Dataset entries:
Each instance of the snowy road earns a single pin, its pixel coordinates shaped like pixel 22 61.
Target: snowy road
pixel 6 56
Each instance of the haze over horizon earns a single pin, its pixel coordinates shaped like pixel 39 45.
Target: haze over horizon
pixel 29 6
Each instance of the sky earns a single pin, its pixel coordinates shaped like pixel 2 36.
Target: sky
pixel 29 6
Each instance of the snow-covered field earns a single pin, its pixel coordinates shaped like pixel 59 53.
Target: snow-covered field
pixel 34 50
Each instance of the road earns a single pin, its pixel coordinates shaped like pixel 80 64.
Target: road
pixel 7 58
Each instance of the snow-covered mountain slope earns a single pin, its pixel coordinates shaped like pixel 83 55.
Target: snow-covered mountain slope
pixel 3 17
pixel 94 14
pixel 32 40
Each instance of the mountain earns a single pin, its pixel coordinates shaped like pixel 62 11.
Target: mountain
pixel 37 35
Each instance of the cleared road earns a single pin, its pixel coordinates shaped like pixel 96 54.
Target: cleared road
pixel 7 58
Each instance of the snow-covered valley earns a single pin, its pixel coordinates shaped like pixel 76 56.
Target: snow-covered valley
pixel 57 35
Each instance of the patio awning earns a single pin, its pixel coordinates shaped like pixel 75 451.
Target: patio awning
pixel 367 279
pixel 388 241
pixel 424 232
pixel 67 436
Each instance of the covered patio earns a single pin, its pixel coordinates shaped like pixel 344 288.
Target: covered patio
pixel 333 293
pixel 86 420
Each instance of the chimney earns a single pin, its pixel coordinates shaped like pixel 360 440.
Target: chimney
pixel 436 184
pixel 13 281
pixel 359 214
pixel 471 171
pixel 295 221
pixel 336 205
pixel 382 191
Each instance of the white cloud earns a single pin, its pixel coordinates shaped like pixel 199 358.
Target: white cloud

Instructions for the task:
Search the entries for the string "white" and collect each line that has it.

Solution to the exercise:
Each instance of the white cloud earns a single pin, its pixel coordinates shaped like pixel 199 358.
Target: white cloud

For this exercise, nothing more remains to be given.